SOURCE DOCUMENT:
++++++++++
The column below reflects the views of the author, and these opinions are neither endorsed nor supported by WisOpinion.com.
Wisconsin GOP Assembly Speaker Robin Vos has led the Assembly since 2013, and is the outgoing president of the National Conference of State Legislators. He is at the apex of power, but at a crossroad. Does Vos want to continue to play to part of Wisconsin or leave a broader legacy?
Healthcare used to be a bipartisan issue in Wisconsin. In 1966, GOP Governor Warren Knowles implemented Medicaid. It was later expanded by GOP Governor Tommy Thompson. Democratic legislators strongly supported both policies. Thompson, a conservative, is beloved by most Wisconsinites because he has a heart. No other state Republican has had his level of bipartisan support.
Vos was appointed as a student representative to the UW Board of Regents in 1989 by Thompson. It behooves Vos to talk with Thompson about legacy. Vos should also reflect on our mutual hero, Arizona GOP Senator John McCain, whom Vos endorsed for president in 2008. Stricken with cancer, McCain voted against repealing the Affordable Care Act (2017). Medicaid expansion was saved.
Wisconsin Democratic Governor Tony Evers’ budget is before the GOP-led legislature. Predictably, Vos and other GOP leaders are again ruling out expanding Medicaid. They have put themselves in a self-imposed corner, making no fiscal sense. The American Rescue Act gives Wisconsin a 5 percent federal boost (for 2 years) for its traditional Medicaid program if it expands Medicaid; and keeps a permanent 90 percent federal match for Medicaid expansion enrollees. Expanding Medicaid would cover 90,000 Wisconsinites (hardworking and low-income). Finally, Wisconsin would get a $1.6 billion windfall over 2 years. The savings could be used for education and infrastructure.
++++++++++
RECORDED INFORMATION:
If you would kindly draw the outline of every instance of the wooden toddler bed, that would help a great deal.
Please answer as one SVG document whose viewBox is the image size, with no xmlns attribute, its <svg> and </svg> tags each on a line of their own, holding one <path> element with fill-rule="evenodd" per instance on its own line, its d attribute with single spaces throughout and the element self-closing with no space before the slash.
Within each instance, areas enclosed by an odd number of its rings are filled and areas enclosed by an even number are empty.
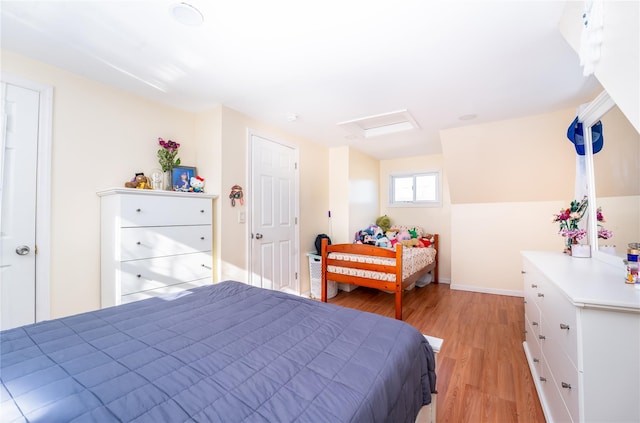
<svg viewBox="0 0 640 423">
<path fill-rule="evenodd" d="M 328 245 L 322 240 L 322 294 L 327 302 L 327 281 L 346 283 L 392 291 L 396 300 L 396 319 L 402 320 L 403 291 L 420 277 L 433 271 L 438 282 L 438 235 L 433 235 L 433 254 L 419 268 L 405 262 L 406 255 L 417 255 L 423 248 L 407 248 L 400 244 L 395 250 L 364 244 Z"/>
</svg>

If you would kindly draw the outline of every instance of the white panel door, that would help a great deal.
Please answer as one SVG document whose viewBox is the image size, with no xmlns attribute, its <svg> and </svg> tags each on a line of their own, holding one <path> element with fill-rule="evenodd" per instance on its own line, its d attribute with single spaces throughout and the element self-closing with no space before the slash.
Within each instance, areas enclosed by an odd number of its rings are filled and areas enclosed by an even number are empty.
<svg viewBox="0 0 640 423">
<path fill-rule="evenodd" d="M 251 284 L 299 294 L 296 150 L 251 135 Z"/>
<path fill-rule="evenodd" d="M 36 177 L 40 93 L 2 84 L 0 329 L 36 319 Z"/>
</svg>

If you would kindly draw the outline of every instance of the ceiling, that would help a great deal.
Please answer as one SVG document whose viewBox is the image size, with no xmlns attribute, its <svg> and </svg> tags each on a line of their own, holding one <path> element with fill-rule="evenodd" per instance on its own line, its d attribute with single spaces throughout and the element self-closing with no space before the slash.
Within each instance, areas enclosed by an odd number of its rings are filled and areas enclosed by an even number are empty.
<svg viewBox="0 0 640 423">
<path fill-rule="evenodd" d="M 2 0 L 1 46 L 379 159 L 438 154 L 442 129 L 573 107 L 601 90 L 558 31 L 563 1 L 187 1 L 201 25 L 173 19 L 175 1 Z M 362 138 L 338 125 L 405 109 L 418 129 Z"/>
</svg>

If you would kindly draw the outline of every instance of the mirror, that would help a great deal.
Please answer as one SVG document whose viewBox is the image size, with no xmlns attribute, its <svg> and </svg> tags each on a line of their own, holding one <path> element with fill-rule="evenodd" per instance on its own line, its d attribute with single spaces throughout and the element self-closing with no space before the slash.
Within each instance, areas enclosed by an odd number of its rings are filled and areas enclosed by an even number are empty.
<svg viewBox="0 0 640 423">
<path fill-rule="evenodd" d="M 604 147 L 593 154 L 591 131 L 584 131 L 589 218 L 588 239 L 595 259 L 622 265 L 627 245 L 640 241 L 640 134 L 606 92 L 579 115 L 585 127 L 602 121 Z M 602 209 L 605 221 L 599 222 Z M 602 225 L 613 237 L 598 237 Z M 615 245 L 615 250 L 611 246 Z"/>
</svg>

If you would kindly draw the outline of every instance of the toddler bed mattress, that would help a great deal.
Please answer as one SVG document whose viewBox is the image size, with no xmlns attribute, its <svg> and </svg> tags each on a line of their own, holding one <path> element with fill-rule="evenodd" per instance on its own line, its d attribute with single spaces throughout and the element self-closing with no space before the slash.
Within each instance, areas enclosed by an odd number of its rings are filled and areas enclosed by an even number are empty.
<svg viewBox="0 0 640 423">
<path fill-rule="evenodd" d="M 380 247 L 382 248 L 382 247 Z M 396 259 L 388 257 L 375 257 L 360 254 L 349 253 L 329 253 L 331 259 L 351 261 L 356 263 L 381 264 L 386 266 L 395 266 Z M 402 250 L 402 280 L 408 279 L 414 273 L 435 263 L 435 248 L 409 248 L 403 247 Z M 395 282 L 396 275 L 394 273 L 377 272 L 374 270 L 357 269 L 353 267 L 342 267 L 328 265 L 329 273 L 338 273 L 349 276 L 359 276 L 362 278 L 375 279 L 381 281 Z"/>
<path fill-rule="evenodd" d="M 222 282 L 0 332 L 3 422 L 414 422 L 412 326 Z"/>
</svg>

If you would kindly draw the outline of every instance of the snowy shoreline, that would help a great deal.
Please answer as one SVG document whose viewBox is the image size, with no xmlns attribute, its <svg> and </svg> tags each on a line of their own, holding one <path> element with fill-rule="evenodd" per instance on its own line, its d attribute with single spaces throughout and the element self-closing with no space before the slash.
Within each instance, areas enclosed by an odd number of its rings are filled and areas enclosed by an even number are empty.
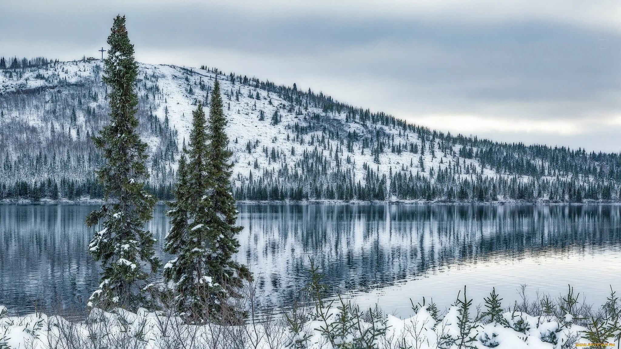
<svg viewBox="0 0 621 349">
<path fill-rule="evenodd" d="M 306 314 L 307 320 L 296 331 L 286 320 L 263 317 L 242 325 L 197 326 L 165 311 L 150 312 L 141 308 L 137 313 L 121 309 L 108 312 L 94 309 L 84 320 L 76 322 L 42 312 L 9 316 L 0 306 L 0 348 L 335 349 L 342 348 L 335 345 L 340 343 L 369 349 L 437 349 L 460 348 L 465 342 L 468 348 L 499 349 L 592 346 L 583 337 L 588 329 L 575 324 L 569 314 L 533 316 L 514 309 L 499 313 L 494 321 L 486 321 L 474 319 L 478 314 L 473 309 L 464 321 L 463 311 L 455 306 L 443 316 L 433 308 L 421 306 L 414 315 L 404 319 L 381 313 L 374 315 L 372 310 L 369 315 L 355 307 L 343 310 L 335 306 L 324 310 L 325 318 Z M 340 322 L 345 312 L 351 317 L 348 319 L 351 326 Z M 326 328 L 334 335 L 327 334 Z"/>
<path fill-rule="evenodd" d="M 15 205 L 59 205 L 59 204 L 101 204 L 105 201 L 102 199 L 82 198 L 78 200 L 50 200 L 43 199 L 39 201 L 34 201 L 28 199 L 0 199 L 0 204 L 15 204 Z M 295 205 L 445 205 L 445 206 L 502 206 L 510 205 L 533 205 L 533 206 L 594 206 L 594 205 L 621 205 L 621 201 L 602 201 L 602 200 L 584 200 L 582 202 L 550 202 L 548 200 L 538 200 L 530 201 L 527 200 L 507 200 L 499 201 L 448 201 L 446 200 L 435 200 L 428 201 L 426 200 L 350 200 L 348 201 L 342 200 L 328 200 L 328 199 L 310 199 L 310 200 L 238 200 L 238 204 L 295 204 Z M 165 201 L 160 200 L 157 204 L 166 204 Z"/>
</svg>

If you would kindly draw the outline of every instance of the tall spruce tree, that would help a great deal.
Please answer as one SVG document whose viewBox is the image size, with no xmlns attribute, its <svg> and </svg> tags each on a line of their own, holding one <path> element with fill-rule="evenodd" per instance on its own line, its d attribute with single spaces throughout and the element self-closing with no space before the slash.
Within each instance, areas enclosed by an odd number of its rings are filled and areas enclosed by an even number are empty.
<svg viewBox="0 0 621 349">
<path fill-rule="evenodd" d="M 207 152 L 209 177 L 214 183 L 209 197 L 213 215 L 209 227 L 214 252 L 211 263 L 216 281 L 224 286 L 224 297 L 229 299 L 241 297 L 239 289 L 243 281 L 250 279 L 252 276 L 245 266 L 233 261 L 232 258 L 239 248 L 236 235 L 243 227 L 235 225 L 238 211 L 231 193 L 233 164 L 230 158 L 233 153 L 229 150 L 229 137 L 225 132 L 227 123 L 220 84 L 216 80 L 211 94 Z"/>
<path fill-rule="evenodd" d="M 177 255 L 164 268 L 180 312 L 201 320 L 224 320 L 223 307 L 240 297 L 240 288 L 250 278 L 247 268 L 234 261 L 239 243 L 235 226 L 237 211 L 230 193 L 231 152 L 224 132 L 220 85 L 212 93 L 209 124 L 202 104 L 193 112 L 192 132 L 186 165 L 179 161 L 176 201 L 168 212 L 172 227 L 166 236 L 166 252 Z M 207 130 L 209 132 L 207 132 Z M 237 317 L 243 314 L 235 313 Z"/>
<path fill-rule="evenodd" d="M 189 149 L 183 150 L 177 171 L 176 201 L 170 202 L 171 229 L 165 251 L 177 257 L 164 266 L 164 278 L 172 286 L 176 306 L 194 319 L 204 320 L 212 310 L 210 292 L 221 288 L 214 282 L 209 260 L 210 205 L 207 193 L 213 183 L 209 177 L 206 120 L 202 103 L 192 112 Z M 185 154 L 188 156 L 186 163 Z"/>
<path fill-rule="evenodd" d="M 102 221 L 102 229 L 94 234 L 89 253 L 101 262 L 102 270 L 99 289 L 89 304 L 135 309 L 147 301 L 145 284 L 150 273 L 143 265 L 150 267 L 152 273 L 160 265 L 155 256 L 155 240 L 144 229 L 152 217 L 155 199 L 144 189 L 149 173 L 145 164 L 147 144 L 136 130 L 138 65 L 124 16 L 114 19 L 111 30 L 103 77 L 109 88 L 110 124 L 93 137 L 105 160 L 97 174 L 106 202 L 86 219 L 89 227 Z"/>
</svg>

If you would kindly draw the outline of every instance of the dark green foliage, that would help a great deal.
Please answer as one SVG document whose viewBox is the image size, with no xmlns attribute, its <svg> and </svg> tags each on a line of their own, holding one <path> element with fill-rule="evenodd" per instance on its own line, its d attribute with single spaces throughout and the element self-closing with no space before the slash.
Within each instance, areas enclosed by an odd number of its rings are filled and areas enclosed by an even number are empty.
<svg viewBox="0 0 621 349">
<path fill-rule="evenodd" d="M 489 318 L 490 322 L 497 322 L 501 325 L 507 325 L 506 320 L 502 317 L 502 313 L 504 312 L 502 309 L 502 299 L 496 293 L 496 288 L 492 289 L 489 296 L 484 297 L 483 301 L 485 302 L 486 309 L 481 314 L 481 316 L 484 318 Z"/>
<path fill-rule="evenodd" d="M 210 268 L 215 281 L 224 287 L 225 299 L 240 297 L 237 289 L 244 279 L 251 277 L 245 266 L 233 260 L 233 255 L 239 247 L 236 237 L 243 228 L 235 225 L 238 212 L 232 193 L 230 158 L 233 153 L 229 150 L 229 137 L 225 130 L 227 123 L 220 84 L 216 81 L 211 95 L 207 125 L 209 144 L 206 159 L 209 165 L 207 174 L 213 184 L 204 194 L 207 196 L 211 215 L 209 229 L 214 256 L 209 261 Z"/>
<path fill-rule="evenodd" d="M 89 227 L 100 221 L 101 230 L 89 245 L 93 258 L 101 263 L 99 289 L 89 304 L 107 308 L 135 309 L 147 301 L 149 273 L 160 266 L 155 256 L 155 240 L 144 224 L 152 219 L 155 200 L 144 188 L 149 174 L 145 162 L 147 145 L 136 131 L 138 99 L 134 92 L 137 64 L 134 46 L 125 27 L 125 17 L 117 16 L 108 37 L 104 82 L 108 86 L 110 123 L 93 138 L 105 162 L 97 171 L 107 201 L 86 219 Z"/>
<path fill-rule="evenodd" d="M 242 283 L 250 278 L 247 268 L 232 259 L 242 228 L 235 225 L 226 125 L 216 81 L 209 122 L 200 102 L 193 112 L 189 161 L 186 166 L 184 156 L 179 160 L 176 201 L 168 212 L 172 227 L 165 249 L 178 256 L 166 265 L 165 278 L 173 285 L 179 310 L 202 321 L 223 320 L 224 308 L 241 297 Z"/>
</svg>

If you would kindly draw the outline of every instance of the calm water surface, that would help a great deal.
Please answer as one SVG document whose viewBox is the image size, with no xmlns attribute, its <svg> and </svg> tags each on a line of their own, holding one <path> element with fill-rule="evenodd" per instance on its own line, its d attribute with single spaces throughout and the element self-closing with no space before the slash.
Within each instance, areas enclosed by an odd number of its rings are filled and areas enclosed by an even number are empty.
<svg viewBox="0 0 621 349">
<path fill-rule="evenodd" d="M 96 288 L 88 256 L 97 206 L 0 205 L 0 304 L 14 312 L 83 307 Z M 158 206 L 148 228 L 168 229 Z M 474 302 L 495 286 L 507 302 L 528 285 L 556 296 L 571 284 L 601 304 L 621 291 L 621 207 L 240 205 L 236 258 L 265 304 L 286 304 L 308 280 L 309 257 L 331 292 L 410 314 L 409 299 L 450 305 L 468 285 Z M 158 251 L 165 262 L 168 256 Z"/>
</svg>

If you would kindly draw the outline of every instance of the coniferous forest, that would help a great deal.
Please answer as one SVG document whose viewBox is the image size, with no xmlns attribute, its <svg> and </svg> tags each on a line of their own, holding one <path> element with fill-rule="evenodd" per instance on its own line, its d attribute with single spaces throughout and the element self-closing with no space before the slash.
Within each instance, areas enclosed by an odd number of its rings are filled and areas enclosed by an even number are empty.
<svg viewBox="0 0 621 349">
<path fill-rule="evenodd" d="M 0 64 L 0 198 L 99 199 L 91 137 L 107 120 L 102 63 L 6 57 Z M 202 66 L 140 64 L 138 132 L 148 191 L 174 197 L 193 108 L 221 83 L 240 201 L 618 202 L 619 153 L 494 142 L 406 122 L 322 92 Z"/>
</svg>

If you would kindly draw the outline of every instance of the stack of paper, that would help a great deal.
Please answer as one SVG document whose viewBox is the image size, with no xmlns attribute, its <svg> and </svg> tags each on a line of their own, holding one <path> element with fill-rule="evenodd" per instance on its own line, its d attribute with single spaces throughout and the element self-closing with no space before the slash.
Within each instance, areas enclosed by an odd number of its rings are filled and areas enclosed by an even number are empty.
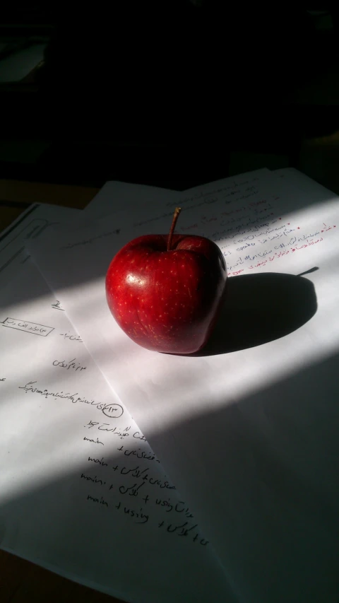
<svg viewBox="0 0 339 603">
<path fill-rule="evenodd" d="M 138 346 L 105 295 L 114 254 L 177 205 L 230 276 L 186 357 Z M 184 193 L 107 183 L 4 233 L 2 548 L 131 602 L 338 599 L 338 206 L 262 170 Z"/>
</svg>

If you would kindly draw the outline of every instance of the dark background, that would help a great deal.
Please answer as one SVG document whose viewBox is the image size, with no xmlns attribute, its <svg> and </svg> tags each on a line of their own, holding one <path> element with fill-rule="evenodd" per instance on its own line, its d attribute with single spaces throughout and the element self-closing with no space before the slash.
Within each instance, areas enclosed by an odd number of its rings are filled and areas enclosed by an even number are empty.
<svg viewBox="0 0 339 603">
<path fill-rule="evenodd" d="M 0 177 L 184 189 L 292 165 L 338 187 L 338 2 L 109 4 L 0 9 L 0 42 L 45 44 L 0 83 Z"/>
</svg>

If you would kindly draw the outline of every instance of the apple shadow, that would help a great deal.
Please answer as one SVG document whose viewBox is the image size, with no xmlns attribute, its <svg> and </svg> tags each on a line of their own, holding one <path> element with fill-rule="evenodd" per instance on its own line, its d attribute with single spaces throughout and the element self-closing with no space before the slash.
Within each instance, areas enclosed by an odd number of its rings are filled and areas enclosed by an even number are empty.
<svg viewBox="0 0 339 603">
<path fill-rule="evenodd" d="M 278 339 L 307 322 L 316 310 L 313 283 L 301 275 L 269 272 L 230 277 L 212 335 L 191 356 L 227 353 Z"/>
</svg>

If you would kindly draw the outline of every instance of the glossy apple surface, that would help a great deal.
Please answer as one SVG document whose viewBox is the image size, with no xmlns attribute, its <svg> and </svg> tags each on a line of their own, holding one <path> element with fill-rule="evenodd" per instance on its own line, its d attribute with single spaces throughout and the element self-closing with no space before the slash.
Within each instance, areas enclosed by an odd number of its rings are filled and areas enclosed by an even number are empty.
<svg viewBox="0 0 339 603">
<path fill-rule="evenodd" d="M 203 237 L 138 237 L 113 258 L 106 295 L 118 324 L 136 344 L 188 354 L 206 344 L 227 280 L 224 257 Z"/>
</svg>

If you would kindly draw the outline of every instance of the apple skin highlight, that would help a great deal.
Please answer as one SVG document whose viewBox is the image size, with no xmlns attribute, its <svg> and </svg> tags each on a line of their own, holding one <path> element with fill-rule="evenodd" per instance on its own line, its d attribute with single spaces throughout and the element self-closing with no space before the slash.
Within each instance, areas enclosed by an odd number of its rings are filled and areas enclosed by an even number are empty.
<svg viewBox="0 0 339 603">
<path fill-rule="evenodd" d="M 106 275 L 106 296 L 117 322 L 136 344 L 189 354 L 211 334 L 227 274 L 213 241 L 173 234 L 177 215 L 170 235 L 138 237 L 118 252 Z"/>
</svg>

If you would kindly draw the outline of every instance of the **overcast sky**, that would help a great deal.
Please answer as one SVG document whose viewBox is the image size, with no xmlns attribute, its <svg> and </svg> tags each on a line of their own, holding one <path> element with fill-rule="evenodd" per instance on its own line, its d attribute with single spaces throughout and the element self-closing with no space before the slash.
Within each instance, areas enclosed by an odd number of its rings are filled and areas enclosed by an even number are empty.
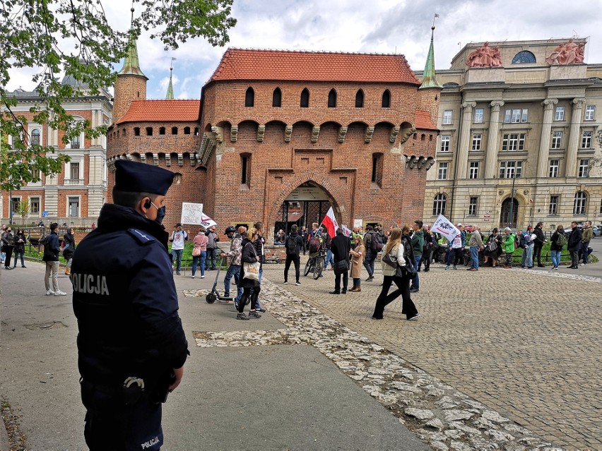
++++++++++
WORK ORDER: Name every Republican politician mentioned in the opinion column on Medicaid expansion in Wisconsin.

YOUR RESPONSE: Robin Vos, Warren Knowles, Tommy Thompson, John McCain